Alpine Renault fête ses 70 ans. Retour sur l’histoire de la plus sportive des françaises


De mémoire de marin dieppois, jamais la paisible cité du pays de Caux n’avait connu pareille agitation. On se serait crus sur la Croisette au Festival de Cannes pour les 70 ans d’Alpine Renault, célébrés au début du mois sur les pelouses du front de mer, devant la presse internationale. Les stars ? 700 Alpines rutilantes venues de toute l’Europe qui ont défilé sous les flashes devant 150 000 fans de la célèbre berlinette bien de chez nous et 100 % française, championne du monde des rallyes devant Fiat et BMW, excusez du peu, et avec J.-Y. Thérier au volant en 1973 ! La bonne année n’était pas que sur les écrans avec le film de Claude Lelouch cette année-là. 

Devant le pavillon d’honneur, caméras et micros se bousculent pour être aux premières loges. “Regarde, c’est Zizou !” “Et le jeune avec lui c’est qui ? Sais pas…” “Pierre Gasly, pilote officiel de F1 Alpine F1 team”, tonne un journaliste automobile. “Renault a mis les petits plats dans les grands cette année avec le lancement mondial de la A 390 électrique à Dieppe, berceau de la marque, qui a vu naitre la première Alpine en 1955”, ajoute-t-il. Joli symbole, mais personne n’est dupe : entre concurrence chinoise, taxes sur les importations aux USA, normes environnementales sur les énergies fossiles et scandale du tout électrique, l’avenir des bleues n’est pas tout rose…

L’incroyable aventure solitaire de Jean Rédelé a commencé quand il était encore qu’un petit concessionnaire Renault. Pilote passionné de rallye, ce dieppois visionnaire a propulsé ses voitures poids plume au firmament de la compétition. “C’est le Bill Gates de son temps”, s’exclame sans nuance le propriétaire à peine chauvin d’une A110 GTS qu’il a choisie “bleu alpine”en souvenir des heures de gloire de la marque.  Les Ferrari sont rouges. Les Alpines sont bleues, c’est la France !

Notre commendatore gaulois ne pilotait pas que ses affaires en virtuose. Mordu de compétition, il adorait bidouiller ses Renault 4 CV dans son garage pour battre les Renault d’usine sur l’asphalte et la neige. Aux réglages moteur, il préférait traquer les kilos superflus sur le châssis. Une approche improbable à une époque où la puissance faisait la loi sous le capot. Héritiers du Père Jean, les ingénieurs de Renault F1 ne font pas autre chose aujourd’hui. Et quand ils l’oublient, Renault plonge au classement comme en 2024 avec une voiture bien trop lourde face à la concurrence.

Consignes =>
A. Traduisez en anglais la phrase suivante de l'article sur Alpine : « Aux réglages moteur, il préférait traquer les kilos superflus sur le châssis. »
B. Reproduisez fidèlement le passage de l'article sur Alpine qui s'ouvre sur les mots contenant « Alpine Renault fête » et se referme sur « Lelouch cette année-là. ».
C. D'après l'article sur Alpine, en quelle année la première Alpine a-t-elle vu le jour à Dieppe ?
Les lignes ci-dessous n'ont aucun lien avec l'article.

Contenu des données =>
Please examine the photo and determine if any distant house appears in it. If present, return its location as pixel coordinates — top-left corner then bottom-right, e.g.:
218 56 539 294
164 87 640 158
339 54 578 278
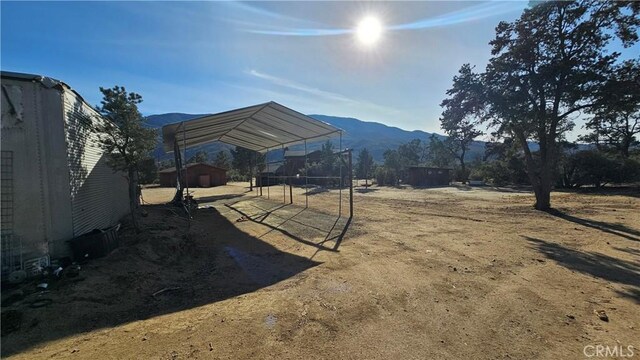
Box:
158 163 227 187
258 149 322 186
284 150 322 176
1 72 129 273
407 166 451 186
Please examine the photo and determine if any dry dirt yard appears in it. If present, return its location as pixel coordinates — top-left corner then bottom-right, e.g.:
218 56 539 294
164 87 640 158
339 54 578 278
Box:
2 184 640 359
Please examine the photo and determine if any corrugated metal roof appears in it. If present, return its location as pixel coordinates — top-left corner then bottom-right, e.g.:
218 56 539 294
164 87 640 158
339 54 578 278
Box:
162 101 342 152
158 163 227 174
284 150 320 158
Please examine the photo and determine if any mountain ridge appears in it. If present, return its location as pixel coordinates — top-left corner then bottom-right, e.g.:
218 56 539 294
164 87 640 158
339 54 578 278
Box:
147 113 485 163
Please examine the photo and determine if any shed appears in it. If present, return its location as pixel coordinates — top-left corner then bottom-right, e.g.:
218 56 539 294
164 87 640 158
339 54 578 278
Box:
1 71 129 273
159 163 227 187
407 166 451 186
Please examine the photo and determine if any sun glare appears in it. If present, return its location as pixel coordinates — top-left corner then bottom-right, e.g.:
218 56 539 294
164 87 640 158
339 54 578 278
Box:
356 17 382 46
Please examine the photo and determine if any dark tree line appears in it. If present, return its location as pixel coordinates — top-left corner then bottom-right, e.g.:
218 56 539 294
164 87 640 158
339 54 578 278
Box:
443 0 640 210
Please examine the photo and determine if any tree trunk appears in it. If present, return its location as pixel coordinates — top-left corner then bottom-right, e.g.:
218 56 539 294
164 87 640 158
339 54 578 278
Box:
533 170 551 211
128 169 140 232
516 132 553 211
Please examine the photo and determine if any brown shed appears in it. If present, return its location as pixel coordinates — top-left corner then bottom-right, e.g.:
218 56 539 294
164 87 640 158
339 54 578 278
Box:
407 166 451 186
158 163 227 187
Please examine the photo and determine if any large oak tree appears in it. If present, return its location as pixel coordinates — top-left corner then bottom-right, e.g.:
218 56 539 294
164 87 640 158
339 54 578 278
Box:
442 0 640 210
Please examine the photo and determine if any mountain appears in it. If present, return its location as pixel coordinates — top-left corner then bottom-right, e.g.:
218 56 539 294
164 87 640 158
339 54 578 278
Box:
147 113 485 163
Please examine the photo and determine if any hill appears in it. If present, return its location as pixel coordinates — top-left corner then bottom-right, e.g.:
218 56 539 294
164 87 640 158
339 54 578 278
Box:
147 113 485 162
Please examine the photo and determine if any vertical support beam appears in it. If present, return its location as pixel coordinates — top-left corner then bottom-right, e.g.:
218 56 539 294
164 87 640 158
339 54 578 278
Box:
338 131 343 217
282 144 287 204
304 140 309 209
258 149 269 196
349 149 353 219
251 151 258 196
182 122 191 226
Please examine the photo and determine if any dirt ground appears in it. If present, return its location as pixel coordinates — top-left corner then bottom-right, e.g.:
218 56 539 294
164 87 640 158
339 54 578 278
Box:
2 184 640 359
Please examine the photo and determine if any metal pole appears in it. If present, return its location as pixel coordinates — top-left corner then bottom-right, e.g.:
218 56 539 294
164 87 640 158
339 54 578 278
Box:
338 131 342 217
182 122 191 229
304 140 309 209
258 153 267 196
349 149 353 219
282 144 287 204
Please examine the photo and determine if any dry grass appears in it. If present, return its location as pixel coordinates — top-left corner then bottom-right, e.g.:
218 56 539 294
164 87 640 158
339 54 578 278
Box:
2 184 640 359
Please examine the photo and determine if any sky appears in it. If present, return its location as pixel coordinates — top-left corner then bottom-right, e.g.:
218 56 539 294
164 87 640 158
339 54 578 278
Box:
0 1 527 132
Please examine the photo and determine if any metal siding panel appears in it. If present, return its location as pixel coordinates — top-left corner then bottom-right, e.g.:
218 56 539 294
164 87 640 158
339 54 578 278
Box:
64 91 128 236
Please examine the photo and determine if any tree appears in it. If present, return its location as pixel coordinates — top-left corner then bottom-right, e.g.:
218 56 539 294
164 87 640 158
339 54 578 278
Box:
449 0 640 211
398 139 426 168
426 134 453 167
213 150 230 169
580 60 640 158
138 157 158 184
231 146 265 191
320 140 337 176
187 150 209 164
383 150 402 185
95 85 157 231
440 64 483 182
356 148 373 186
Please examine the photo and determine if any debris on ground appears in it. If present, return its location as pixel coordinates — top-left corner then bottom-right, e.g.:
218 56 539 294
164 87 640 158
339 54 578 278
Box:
151 286 180 297
594 310 609 322
2 310 22 336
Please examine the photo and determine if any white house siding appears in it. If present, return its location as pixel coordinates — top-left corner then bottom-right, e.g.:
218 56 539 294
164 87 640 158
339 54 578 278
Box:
63 90 129 236
2 78 72 260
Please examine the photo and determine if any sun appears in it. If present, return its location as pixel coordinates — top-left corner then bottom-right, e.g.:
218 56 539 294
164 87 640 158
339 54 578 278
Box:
356 16 382 46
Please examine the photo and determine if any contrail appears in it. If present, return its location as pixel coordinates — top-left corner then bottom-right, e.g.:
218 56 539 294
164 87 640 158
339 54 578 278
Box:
247 1 523 36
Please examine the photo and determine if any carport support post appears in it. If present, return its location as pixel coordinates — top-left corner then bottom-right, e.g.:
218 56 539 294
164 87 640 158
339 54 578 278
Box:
282 144 287 204
338 131 344 217
349 149 353 219
304 140 309 209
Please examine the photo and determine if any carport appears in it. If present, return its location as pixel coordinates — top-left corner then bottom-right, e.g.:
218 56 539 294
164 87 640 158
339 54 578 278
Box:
162 101 353 222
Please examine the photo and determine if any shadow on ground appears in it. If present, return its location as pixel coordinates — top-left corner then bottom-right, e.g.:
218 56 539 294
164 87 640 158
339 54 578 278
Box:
523 236 640 303
225 198 351 257
549 209 640 241
2 206 319 357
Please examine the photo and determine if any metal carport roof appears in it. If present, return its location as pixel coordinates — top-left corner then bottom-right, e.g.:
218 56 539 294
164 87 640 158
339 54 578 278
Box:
162 101 342 152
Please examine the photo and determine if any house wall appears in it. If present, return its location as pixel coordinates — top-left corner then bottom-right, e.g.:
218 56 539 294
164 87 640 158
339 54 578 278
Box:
63 89 129 237
1 78 72 260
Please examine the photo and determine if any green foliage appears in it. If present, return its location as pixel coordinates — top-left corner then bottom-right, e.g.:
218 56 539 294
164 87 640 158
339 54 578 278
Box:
213 150 231 169
94 85 157 231
375 167 398 186
442 0 640 210
320 140 338 175
426 134 454 167
580 59 640 158
355 148 374 179
398 139 427 169
94 85 157 172
478 138 535 186
138 158 158 184
440 64 483 181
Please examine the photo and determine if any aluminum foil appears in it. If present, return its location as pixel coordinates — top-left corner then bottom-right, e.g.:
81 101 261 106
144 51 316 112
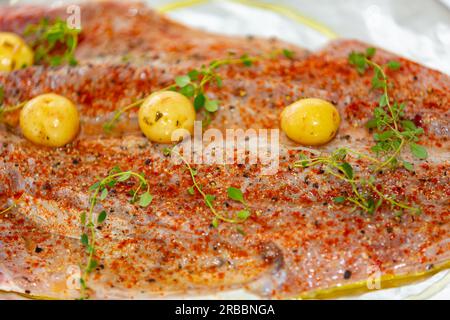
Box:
0 0 450 299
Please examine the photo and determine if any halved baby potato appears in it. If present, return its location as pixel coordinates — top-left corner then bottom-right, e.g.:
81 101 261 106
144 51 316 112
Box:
20 93 80 147
281 99 341 146
0 32 34 72
139 91 196 144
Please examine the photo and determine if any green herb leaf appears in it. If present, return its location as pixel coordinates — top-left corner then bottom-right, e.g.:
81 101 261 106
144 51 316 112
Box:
180 84 195 98
99 188 108 201
380 94 389 107
237 210 250 220
80 211 86 226
89 181 100 192
339 162 353 180
175 76 191 88
205 194 216 206
241 54 253 67
87 260 98 273
205 100 219 112
139 191 153 208
366 48 377 59
188 70 200 81
401 120 417 131
194 93 206 111
227 187 244 202
410 143 428 160
97 210 107 224
387 61 402 71
81 233 89 247
333 197 346 203
117 172 131 182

Réponses détaillées =>
A. Rather than tuning engines, he preferred to hunt down excess weight on the chassis.

B.
Alpine Renault fête ses 70 ans. Retour sur l’histoire de la plus sportive des françaises


De mémoire de marin dieppois, jamais la paisible cité du pays de Caux n’avait connu pareille agitation. On se serait crus sur la Croisette au Festival de Cannes pour les 70 ans d’Alpine Renault, célébrés au début du mois sur les pelouses du front de mer, devant la presse internationale. Les stars ? 700 Alpines rutilantes venues de toute l’Europe qui ont défilé sous les flashes devant 150 000 fans de la célèbre berlinette bien de chez nous et 100 % française, championne du monde des rallyes devant Fiat et BMW, excusez du peu, et avec J.-Y. Thérier au volant en 1973 ! La bonne année n’était pas que sur les écrans avec le film de Claude Lelouch cette année-là.

C. En 1955.